- Istruzioni esercizio
Ricopia parola per parola tutti i record qui sotto, lasciando fuori le immagini.

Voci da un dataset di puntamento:
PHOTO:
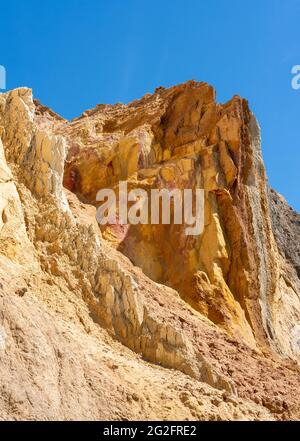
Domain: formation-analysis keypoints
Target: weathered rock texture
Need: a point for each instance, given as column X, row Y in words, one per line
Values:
column 144, row 322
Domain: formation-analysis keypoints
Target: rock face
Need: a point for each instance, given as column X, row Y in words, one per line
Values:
column 142, row 321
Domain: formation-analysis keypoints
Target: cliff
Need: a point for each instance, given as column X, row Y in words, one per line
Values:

- Soluzione
PHOTO:
Domain: formation-analysis keypoints
Target: weathered rock texture
Need: a point for each instance, given as column X, row Y in words, one per line
Values:
column 144, row 322
Domain: formation-analysis keypoints
Target: rock face
Need: a point for each instance, given as column X, row Y in words, one per line
Values:
column 142, row 321
Domain: formation-analysis keypoints
Target: cliff
Need: a point for each instance, given as column X, row Y in words, one per line
Values:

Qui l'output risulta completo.